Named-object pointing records
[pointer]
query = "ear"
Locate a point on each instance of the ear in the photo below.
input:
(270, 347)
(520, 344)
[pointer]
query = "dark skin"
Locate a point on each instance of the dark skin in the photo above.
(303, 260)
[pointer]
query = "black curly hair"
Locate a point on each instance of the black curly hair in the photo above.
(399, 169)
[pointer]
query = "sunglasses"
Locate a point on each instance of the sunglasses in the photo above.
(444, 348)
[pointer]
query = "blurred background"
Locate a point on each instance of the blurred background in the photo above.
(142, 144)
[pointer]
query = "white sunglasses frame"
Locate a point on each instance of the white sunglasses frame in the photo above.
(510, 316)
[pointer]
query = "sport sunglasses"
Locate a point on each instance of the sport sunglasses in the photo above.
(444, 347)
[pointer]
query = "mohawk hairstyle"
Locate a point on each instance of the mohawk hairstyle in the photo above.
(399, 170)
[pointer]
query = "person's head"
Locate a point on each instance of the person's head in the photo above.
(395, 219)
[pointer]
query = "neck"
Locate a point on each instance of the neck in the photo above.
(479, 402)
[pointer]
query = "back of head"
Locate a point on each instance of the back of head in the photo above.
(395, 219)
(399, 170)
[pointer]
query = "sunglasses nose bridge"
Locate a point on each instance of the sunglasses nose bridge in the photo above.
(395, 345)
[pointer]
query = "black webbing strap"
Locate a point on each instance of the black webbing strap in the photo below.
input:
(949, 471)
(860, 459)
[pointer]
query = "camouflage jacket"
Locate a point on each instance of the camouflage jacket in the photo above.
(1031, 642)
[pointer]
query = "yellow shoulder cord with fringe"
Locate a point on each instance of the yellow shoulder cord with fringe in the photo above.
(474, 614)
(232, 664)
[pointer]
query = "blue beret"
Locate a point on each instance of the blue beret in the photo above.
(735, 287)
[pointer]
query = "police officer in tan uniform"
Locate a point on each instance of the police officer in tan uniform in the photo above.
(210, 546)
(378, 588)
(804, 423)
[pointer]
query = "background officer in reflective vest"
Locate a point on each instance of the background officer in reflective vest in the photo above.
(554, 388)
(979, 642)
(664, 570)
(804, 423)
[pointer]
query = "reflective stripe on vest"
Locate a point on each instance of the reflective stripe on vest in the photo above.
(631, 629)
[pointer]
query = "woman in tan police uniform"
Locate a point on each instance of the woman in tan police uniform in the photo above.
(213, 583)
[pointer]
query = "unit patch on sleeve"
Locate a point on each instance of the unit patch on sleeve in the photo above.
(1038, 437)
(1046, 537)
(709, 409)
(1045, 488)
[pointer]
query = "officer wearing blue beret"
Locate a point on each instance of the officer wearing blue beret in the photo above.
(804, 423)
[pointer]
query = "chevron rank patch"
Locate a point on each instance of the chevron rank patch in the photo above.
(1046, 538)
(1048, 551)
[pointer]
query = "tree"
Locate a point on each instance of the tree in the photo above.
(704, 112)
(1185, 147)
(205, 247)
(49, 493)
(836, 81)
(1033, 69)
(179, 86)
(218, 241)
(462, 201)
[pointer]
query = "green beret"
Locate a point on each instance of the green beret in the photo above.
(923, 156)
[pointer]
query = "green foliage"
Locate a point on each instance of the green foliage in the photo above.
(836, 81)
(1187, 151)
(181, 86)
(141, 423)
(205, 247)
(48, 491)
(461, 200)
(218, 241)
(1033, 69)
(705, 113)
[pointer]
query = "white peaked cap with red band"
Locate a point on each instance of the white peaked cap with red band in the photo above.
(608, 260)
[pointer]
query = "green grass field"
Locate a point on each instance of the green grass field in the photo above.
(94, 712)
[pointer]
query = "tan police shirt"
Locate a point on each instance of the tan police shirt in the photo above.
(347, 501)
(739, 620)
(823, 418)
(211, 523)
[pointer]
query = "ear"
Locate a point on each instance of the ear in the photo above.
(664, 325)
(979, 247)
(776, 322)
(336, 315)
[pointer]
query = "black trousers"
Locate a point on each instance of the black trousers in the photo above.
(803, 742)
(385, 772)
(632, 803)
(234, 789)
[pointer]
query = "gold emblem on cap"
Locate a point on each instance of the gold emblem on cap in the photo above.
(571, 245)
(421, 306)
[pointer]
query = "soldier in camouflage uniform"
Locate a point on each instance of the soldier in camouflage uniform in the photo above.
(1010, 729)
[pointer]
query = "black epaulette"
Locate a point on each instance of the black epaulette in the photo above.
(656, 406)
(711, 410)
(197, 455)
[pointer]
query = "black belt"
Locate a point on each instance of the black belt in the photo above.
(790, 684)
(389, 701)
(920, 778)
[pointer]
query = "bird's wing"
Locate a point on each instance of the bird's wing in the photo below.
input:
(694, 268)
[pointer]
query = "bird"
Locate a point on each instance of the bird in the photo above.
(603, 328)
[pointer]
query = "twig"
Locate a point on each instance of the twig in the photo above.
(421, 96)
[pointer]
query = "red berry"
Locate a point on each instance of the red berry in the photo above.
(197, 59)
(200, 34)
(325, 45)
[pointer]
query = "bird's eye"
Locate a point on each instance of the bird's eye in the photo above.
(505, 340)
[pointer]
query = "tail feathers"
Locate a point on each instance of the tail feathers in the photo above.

→ Work to be completed
Hand back the material above in full, exactly as written.

→ Final result
[pointer]
query = "ear"
Locate a point on each instance of the ear in the photo below.
input:
(270, 347)
(520, 344)
[pointer]
query = "dark skin"
Locate a point on each instance of the dark skin in the photo above.
(303, 260)
[pointer]
query = "black curly hair"
Locate a point on each instance of the black curly hair in the photo above.
(399, 169)
[pointer]
query = "sunglasses"
Locate a point on each instance of the sunglasses in the photo above.
(444, 348)
[pointer]
query = "blurred background"
Locate a point on each instance of the blurred background in the photo above.
(142, 144)
[pointer]
query = "white sunglasses frame"
Locate a point on each instance of the white sunglasses frame in the photo above.
(510, 316)
[pointer]
query = "sport sunglasses"
Locate a point on each instance of the sport sunglasses in the photo above.
(444, 347)
[pointer]
query = "mohawk hairstyle"
Locate a point on each instance of the mohawk hairstyle in the photo above.
(399, 170)
[pointer]
query = "person's head"
Locate a point on each instance of the person's head in the photo above.
(395, 219)
[pointer]
query = "neck"
Locate a point on each instance of the neck in the photo above.
(479, 402)
[pointer]
query = "back of head"
Locate a point on each instance of the back of head in the photo above.
(395, 219)
(399, 170)
[pointer]
query = "sunglasses nose bridge"
Locate a point on each instance of the sunglasses nose bridge in the photo above.
(395, 345)
[pointer]
query = "black webbing strap"
Locate a point on each instance of the black webbing strap in the photo below.
input:
(949, 471)
(860, 459)
[pointer]
query = "camouflage jacket"
Locate a point on each instance of the camouflage jacket in the photo above.
(1031, 642)
[pointer]
query = "yellow shoulder cord with fringe"
Locate a point on each instance of the yellow shoulder cord with fringe in the photo above.
(474, 614)
(232, 664)
[pointer]
query = "blue beret"
Locate a point on each instance of the blue beret in the photo above.
(735, 287)
[pointer]
query = "police officer in tan uniform"
Locate a point on each instance of the police officer in tan uniform in the photo above.
(210, 546)
(378, 588)
(804, 423)
[pointer]
query = "background officer in reflective vest"
Locate a point on each instance of the background officer in reflective vest in the photo above.
(554, 388)
(979, 642)
(664, 570)
(804, 423)
[pointer]
query = "reflective stripe on vest"
Locate a point on each instance of the reflective stripe on vest in the photo above.
(631, 629)
[pointer]
query = "woman in tan police uniform"
Locate a point on each instance of the woman in tan police uniform in the photo above.
(213, 583)
[pointer]
query = "unit patch on sleeve"
Locate a point on each instance of the unit patch on sleeve in the photo above.
(1038, 437)
(1046, 537)
(709, 409)
(1045, 488)
[pointer]
query = "officer wearing blue beret"
Locate a point on each instance of the officer wearing blue beret in the photo above.
(804, 423)
[pointer]
query = "chevron rank patch"
Locate a point on each instance of the chevron rank patch in the photo above.
(1046, 538)
(1048, 551)
[pointer]
query = "tree"
Locate a point on each instance of the tree in the photo above.
(704, 112)
(1185, 147)
(205, 247)
(49, 493)
(836, 81)
(1033, 69)
(179, 86)
(218, 241)
(462, 201)
[pointer]
query = "green beret"
Locate a point on each instance of the green beret in the photo above.
(923, 156)
[pointer]
query = "green foliage"
Locate a point on each instance of the green foliage in the photo above.
(836, 81)
(1187, 151)
(181, 86)
(141, 423)
(205, 247)
(48, 491)
(461, 200)
(218, 241)
(1033, 69)
(705, 113)
[pointer]
query = "white peaked cap with red band"
Locate a point on each instance of the white peaked cap with red band in the photo above.
(608, 260)
[pointer]
query = "green grass field"
Locate a point on each instance of the green grass field in the photo above.
(94, 712)
[pointer]
query = "tan police shirt"
Locate a point on each instance of the tan police shirt in the photo above.
(347, 501)
(739, 620)
(823, 418)
(211, 523)
[pointer]
query = "ear"
Locate a point on each instance of the ear in the photo above.
(664, 325)
(979, 247)
(776, 322)
(336, 315)
[pointer]
query = "black trousers"
Locate a point on each instance of the black trousers in the photo above.
(803, 742)
(385, 772)
(632, 803)
(234, 789)
[pointer]
query = "gold emblem on cap"
Locate a point on each instance of the gold emblem on cap in the photo above.
(571, 245)
(421, 306)
[pointer]
query = "soldier in camouflage uniform"
Locate a point on each instance of the soldier in camouflage uniform in the photo above.
(1010, 729)
[pointer]
query = "black epaulette"
Locate a point on each instance of the black epaulette in the photo above.
(656, 406)
(711, 410)
(197, 455)
[pointer]
query = "black belt"
Locate a point on each instance of the black belt in the photo above.
(790, 684)
(389, 701)
(920, 778)
[pointer]
query = "bird's wing"
Locate a point on each instance of the bird's wing in the photo below.
input:
(694, 268)
[pointer]
query = "bird"
Locate a point on each instance of the bird in the photo above.
(603, 328)
[pointer]
query = "twig"
Locate a point on each instance of the twig in the photo above.
(421, 96)
[pointer]
query = "red berry"
Locate a point on each instance of the red berry in the photo above.
(197, 59)
(200, 34)
(325, 45)
[pointer]
query = "bird's eye"
Locate a point on each instance of the bird's eye in the photo above.
(505, 340)
[pointer]
query = "tail feathers"
Locate a point on each instance of the tail feathers in the photo above.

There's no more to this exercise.